→ **Your task**: Please rename "hind leg" to "back leg" throughout the lines below and write them out again, with everything else unchanged.

→ **Exercise materials**:
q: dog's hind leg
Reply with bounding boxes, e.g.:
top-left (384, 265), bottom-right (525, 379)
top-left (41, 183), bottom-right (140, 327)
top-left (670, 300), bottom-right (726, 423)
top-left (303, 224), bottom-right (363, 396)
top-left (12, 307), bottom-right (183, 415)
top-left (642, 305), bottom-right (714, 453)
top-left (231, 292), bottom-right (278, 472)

→ **Exercise solution**:
q: dog's back leg
Reply with bounding boxes, e.g.:
top-left (384, 265), bottom-right (525, 379)
top-left (41, 183), bottom-right (140, 327)
top-left (670, 300), bottom-right (726, 423)
top-left (303, 224), bottom-right (363, 396)
top-left (12, 307), bottom-right (183, 415)
top-left (642, 305), bottom-right (714, 453)
top-left (231, 292), bottom-right (278, 472)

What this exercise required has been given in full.